Task instructions: Your answer should be a single number: how many lines of the material below contain "belt".

Record set:

☆ ☆ ☆

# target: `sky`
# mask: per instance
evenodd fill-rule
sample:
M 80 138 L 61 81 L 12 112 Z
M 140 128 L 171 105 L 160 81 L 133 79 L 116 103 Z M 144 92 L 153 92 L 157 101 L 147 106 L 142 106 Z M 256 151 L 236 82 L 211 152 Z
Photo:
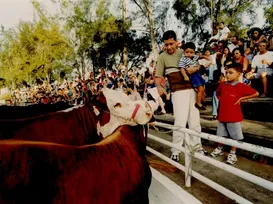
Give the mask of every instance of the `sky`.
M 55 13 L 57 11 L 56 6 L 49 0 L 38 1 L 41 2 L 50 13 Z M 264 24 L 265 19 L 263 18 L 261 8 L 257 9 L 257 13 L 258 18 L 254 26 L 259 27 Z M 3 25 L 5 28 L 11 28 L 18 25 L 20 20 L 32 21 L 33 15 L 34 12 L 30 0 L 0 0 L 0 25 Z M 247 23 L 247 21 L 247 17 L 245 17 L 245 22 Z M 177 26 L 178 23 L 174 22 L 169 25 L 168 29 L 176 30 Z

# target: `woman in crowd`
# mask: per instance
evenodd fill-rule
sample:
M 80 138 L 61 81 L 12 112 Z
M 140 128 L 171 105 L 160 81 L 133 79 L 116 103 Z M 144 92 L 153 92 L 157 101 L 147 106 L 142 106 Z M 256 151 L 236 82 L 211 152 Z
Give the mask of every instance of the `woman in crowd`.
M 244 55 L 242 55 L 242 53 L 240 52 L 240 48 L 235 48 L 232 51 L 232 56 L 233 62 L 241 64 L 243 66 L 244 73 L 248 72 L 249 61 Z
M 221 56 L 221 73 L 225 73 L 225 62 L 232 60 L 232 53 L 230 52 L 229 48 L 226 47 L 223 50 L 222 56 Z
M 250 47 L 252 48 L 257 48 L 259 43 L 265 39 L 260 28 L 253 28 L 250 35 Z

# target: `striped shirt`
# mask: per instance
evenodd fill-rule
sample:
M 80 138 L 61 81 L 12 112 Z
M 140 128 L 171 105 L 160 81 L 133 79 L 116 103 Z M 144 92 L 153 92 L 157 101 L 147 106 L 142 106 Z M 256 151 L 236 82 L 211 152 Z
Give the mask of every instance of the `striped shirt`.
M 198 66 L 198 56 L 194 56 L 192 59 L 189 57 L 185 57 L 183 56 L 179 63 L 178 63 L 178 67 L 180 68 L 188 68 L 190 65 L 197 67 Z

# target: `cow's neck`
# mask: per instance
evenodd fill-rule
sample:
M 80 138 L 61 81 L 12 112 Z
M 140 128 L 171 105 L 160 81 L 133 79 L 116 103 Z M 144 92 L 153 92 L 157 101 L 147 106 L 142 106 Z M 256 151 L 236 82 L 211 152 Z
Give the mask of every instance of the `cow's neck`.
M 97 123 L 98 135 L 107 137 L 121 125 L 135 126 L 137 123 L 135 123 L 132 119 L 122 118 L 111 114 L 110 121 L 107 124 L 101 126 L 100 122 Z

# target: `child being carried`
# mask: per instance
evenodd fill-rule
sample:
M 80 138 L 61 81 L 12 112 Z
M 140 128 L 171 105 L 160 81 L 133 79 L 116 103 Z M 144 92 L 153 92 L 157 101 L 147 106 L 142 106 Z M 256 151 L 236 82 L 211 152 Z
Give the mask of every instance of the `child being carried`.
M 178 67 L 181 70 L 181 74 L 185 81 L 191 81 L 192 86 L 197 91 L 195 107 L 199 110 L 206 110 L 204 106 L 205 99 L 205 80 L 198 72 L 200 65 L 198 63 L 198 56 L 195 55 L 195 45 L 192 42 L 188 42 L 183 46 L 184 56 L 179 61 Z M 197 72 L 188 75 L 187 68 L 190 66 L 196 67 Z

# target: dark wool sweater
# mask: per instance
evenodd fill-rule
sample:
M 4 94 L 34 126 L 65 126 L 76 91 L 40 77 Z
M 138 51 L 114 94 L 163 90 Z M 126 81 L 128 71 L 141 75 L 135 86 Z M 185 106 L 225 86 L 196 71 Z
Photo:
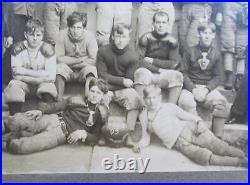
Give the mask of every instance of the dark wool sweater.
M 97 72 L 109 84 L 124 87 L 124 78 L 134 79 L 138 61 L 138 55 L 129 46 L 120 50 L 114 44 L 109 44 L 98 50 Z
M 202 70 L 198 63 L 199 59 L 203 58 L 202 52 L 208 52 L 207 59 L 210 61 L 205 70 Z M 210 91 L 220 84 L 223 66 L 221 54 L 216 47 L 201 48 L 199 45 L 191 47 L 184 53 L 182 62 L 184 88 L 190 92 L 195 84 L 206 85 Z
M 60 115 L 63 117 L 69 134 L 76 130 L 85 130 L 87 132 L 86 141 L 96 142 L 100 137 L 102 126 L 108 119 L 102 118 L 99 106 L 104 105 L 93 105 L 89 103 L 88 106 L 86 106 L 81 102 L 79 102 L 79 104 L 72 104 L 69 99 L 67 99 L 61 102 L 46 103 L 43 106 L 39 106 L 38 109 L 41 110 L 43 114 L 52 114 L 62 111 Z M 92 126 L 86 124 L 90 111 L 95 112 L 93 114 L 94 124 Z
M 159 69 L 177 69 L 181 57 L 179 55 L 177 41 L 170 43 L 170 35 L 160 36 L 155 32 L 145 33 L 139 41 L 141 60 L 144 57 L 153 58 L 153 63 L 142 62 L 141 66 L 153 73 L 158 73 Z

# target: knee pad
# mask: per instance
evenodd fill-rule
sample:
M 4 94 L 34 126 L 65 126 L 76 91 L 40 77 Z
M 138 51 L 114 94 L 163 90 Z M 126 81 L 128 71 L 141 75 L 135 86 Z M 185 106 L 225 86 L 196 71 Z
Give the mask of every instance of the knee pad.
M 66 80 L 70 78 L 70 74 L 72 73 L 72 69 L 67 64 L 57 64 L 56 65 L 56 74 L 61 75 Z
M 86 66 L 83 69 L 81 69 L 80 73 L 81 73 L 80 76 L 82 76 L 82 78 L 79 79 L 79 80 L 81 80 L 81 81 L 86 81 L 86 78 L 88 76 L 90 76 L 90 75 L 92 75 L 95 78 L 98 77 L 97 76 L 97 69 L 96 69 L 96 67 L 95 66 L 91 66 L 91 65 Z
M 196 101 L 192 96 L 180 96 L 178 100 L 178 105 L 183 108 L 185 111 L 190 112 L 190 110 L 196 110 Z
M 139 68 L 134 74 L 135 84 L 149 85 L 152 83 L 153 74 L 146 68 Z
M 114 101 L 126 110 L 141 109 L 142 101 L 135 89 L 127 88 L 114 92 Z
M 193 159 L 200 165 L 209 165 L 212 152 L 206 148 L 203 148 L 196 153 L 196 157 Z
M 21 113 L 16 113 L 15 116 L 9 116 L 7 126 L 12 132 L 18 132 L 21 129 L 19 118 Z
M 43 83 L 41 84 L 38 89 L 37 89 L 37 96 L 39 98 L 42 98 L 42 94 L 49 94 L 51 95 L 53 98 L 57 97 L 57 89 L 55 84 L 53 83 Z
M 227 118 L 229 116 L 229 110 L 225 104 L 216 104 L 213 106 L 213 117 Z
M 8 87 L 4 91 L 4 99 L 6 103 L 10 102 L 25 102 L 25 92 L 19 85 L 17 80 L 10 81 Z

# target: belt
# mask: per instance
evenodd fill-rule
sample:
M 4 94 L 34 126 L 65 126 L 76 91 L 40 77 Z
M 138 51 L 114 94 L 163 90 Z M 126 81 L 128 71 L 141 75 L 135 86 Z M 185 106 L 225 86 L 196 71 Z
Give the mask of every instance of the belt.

☆ ☆ ☆

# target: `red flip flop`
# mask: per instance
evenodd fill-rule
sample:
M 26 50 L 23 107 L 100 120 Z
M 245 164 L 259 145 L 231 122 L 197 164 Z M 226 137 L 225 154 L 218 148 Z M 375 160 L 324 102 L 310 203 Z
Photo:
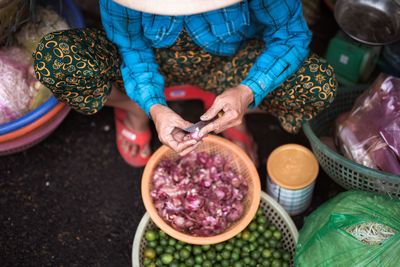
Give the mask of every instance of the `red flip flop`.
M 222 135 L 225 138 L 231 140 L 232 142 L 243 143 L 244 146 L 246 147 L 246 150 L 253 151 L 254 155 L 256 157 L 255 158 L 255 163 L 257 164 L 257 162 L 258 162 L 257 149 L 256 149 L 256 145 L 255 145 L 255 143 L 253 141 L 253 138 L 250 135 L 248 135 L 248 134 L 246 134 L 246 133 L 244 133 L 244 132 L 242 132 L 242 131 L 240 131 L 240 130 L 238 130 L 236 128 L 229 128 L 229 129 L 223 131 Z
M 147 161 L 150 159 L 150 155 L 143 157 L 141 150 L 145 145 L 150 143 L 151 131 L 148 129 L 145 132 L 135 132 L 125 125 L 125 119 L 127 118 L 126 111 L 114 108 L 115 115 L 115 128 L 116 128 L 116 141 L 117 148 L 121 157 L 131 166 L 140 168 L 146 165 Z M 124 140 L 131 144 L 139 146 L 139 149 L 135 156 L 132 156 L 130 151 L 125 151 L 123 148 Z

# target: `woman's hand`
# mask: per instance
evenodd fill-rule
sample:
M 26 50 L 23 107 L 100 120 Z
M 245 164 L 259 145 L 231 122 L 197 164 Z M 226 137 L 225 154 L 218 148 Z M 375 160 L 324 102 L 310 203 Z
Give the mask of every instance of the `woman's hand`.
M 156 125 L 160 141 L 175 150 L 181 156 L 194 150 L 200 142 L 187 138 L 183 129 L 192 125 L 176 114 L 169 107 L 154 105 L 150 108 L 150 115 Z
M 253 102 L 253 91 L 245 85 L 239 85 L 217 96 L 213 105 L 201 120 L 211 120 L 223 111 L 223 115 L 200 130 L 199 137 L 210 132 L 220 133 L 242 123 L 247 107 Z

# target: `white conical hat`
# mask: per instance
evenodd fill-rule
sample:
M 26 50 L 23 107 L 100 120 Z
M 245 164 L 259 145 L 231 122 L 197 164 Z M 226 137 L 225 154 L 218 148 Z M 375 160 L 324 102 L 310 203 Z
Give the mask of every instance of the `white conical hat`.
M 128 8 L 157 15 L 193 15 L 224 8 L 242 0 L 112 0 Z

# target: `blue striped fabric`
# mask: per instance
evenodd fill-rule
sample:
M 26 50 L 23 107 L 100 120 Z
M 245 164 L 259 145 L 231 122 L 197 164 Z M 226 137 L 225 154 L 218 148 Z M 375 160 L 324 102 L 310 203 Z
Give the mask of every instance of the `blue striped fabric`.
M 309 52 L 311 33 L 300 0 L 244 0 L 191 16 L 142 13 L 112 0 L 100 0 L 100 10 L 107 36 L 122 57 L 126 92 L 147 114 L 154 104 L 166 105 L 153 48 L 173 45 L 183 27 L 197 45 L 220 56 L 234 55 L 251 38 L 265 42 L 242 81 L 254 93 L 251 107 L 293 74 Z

☆ ☆ ☆

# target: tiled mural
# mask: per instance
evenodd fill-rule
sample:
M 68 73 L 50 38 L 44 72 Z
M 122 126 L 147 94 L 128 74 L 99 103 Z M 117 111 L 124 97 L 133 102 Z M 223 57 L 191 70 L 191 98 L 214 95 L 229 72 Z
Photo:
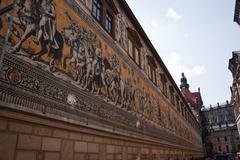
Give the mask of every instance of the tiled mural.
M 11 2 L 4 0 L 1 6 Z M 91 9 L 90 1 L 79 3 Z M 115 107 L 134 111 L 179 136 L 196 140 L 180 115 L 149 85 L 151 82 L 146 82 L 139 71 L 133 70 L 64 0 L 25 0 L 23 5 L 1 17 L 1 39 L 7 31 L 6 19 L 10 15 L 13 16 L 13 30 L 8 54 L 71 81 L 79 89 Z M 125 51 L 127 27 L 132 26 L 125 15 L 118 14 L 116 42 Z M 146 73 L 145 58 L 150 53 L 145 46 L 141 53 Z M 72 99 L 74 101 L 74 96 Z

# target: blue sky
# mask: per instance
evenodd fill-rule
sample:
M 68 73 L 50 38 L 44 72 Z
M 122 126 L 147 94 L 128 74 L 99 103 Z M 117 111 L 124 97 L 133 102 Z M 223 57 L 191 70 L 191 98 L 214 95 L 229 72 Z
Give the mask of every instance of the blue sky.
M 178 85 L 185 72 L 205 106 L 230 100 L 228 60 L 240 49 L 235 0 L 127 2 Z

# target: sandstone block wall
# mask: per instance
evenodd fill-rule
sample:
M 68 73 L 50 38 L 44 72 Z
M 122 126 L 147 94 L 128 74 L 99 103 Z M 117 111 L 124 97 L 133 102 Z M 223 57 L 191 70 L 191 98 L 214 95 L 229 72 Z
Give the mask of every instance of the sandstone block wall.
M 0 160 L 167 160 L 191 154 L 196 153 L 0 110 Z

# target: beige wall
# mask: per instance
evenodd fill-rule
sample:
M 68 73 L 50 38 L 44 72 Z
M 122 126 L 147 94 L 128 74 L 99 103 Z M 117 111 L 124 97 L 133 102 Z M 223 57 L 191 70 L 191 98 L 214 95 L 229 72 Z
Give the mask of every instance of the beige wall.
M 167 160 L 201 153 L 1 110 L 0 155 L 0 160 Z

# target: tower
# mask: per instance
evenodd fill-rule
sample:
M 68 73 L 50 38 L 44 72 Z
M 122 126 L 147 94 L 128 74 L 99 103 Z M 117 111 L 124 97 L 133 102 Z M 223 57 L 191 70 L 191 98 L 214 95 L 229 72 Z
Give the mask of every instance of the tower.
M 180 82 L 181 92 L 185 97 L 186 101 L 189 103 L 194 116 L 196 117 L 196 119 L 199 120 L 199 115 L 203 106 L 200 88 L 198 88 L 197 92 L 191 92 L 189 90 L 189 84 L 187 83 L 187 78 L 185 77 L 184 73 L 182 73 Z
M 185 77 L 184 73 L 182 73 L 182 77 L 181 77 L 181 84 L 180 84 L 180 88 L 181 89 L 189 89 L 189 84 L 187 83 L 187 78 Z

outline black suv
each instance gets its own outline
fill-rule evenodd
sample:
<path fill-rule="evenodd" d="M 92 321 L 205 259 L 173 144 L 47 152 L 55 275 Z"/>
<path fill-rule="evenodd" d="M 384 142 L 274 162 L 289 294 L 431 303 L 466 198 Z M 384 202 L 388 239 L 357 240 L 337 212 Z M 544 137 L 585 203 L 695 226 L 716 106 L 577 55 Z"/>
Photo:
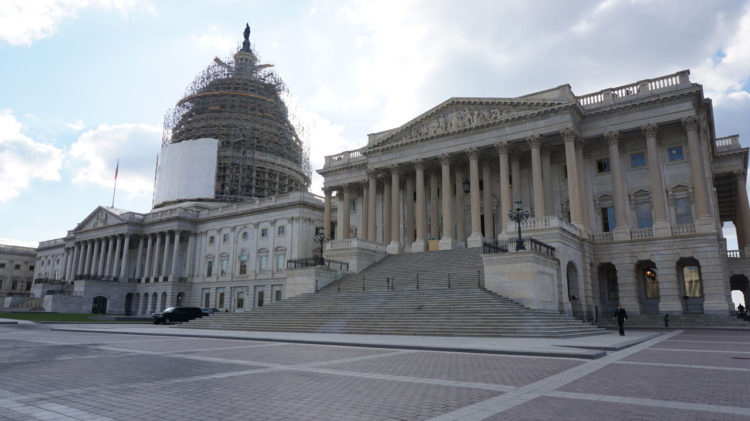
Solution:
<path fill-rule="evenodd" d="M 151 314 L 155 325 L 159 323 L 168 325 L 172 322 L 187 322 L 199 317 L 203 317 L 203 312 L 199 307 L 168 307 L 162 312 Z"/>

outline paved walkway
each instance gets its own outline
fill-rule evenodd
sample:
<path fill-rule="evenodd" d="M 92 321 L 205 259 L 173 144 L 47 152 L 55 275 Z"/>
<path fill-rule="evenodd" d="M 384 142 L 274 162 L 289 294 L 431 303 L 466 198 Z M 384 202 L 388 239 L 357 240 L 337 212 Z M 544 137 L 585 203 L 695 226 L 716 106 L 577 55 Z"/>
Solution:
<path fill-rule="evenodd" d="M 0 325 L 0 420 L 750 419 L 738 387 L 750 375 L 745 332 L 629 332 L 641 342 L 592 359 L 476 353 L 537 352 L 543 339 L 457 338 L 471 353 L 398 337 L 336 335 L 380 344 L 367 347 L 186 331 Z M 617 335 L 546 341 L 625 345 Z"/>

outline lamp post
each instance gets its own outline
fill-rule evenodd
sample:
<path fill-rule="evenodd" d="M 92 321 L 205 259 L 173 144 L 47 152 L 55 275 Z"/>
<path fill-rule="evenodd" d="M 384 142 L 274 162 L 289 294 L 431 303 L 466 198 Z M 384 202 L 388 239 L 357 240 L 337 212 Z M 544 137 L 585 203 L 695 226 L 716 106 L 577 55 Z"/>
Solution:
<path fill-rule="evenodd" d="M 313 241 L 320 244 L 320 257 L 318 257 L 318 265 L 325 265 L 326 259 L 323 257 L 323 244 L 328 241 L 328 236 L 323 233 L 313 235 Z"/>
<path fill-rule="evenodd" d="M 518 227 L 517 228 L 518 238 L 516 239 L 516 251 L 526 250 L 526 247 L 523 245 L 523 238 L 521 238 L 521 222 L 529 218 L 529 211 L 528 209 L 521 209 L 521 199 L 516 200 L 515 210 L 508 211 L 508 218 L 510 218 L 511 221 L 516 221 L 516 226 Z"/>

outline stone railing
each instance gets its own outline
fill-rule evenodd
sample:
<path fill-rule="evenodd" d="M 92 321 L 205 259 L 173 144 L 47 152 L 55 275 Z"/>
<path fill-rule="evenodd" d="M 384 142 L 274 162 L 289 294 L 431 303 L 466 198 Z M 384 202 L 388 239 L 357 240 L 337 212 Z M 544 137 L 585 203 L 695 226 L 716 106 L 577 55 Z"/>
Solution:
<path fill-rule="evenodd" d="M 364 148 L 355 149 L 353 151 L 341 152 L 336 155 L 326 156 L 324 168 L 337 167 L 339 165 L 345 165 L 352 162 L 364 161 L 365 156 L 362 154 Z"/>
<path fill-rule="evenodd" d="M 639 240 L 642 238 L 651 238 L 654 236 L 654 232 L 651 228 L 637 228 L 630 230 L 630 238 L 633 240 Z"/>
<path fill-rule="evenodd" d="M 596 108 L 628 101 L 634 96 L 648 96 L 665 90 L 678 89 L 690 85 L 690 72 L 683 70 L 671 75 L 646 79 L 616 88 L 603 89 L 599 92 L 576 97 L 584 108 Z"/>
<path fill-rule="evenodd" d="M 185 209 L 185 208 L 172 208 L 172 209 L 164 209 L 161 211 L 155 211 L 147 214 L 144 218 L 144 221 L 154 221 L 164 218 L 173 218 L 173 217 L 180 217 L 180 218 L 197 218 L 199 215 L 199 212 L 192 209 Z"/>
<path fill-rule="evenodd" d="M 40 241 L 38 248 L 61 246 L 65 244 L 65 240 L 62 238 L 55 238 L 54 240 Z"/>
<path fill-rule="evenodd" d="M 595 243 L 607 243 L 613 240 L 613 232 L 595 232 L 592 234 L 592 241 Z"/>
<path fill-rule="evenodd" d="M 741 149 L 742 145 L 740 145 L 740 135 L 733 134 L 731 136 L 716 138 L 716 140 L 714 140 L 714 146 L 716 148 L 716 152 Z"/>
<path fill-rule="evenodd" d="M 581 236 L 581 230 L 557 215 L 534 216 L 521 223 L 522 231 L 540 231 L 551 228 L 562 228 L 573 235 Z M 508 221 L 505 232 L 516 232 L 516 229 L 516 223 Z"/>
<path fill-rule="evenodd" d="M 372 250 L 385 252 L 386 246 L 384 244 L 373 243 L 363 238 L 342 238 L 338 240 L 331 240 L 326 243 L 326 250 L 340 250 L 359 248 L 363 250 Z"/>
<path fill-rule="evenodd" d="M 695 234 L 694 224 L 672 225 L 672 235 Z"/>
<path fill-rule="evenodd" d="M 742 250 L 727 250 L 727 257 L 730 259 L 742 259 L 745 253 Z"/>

☆ ☆ ☆

Reply to the exercise: 2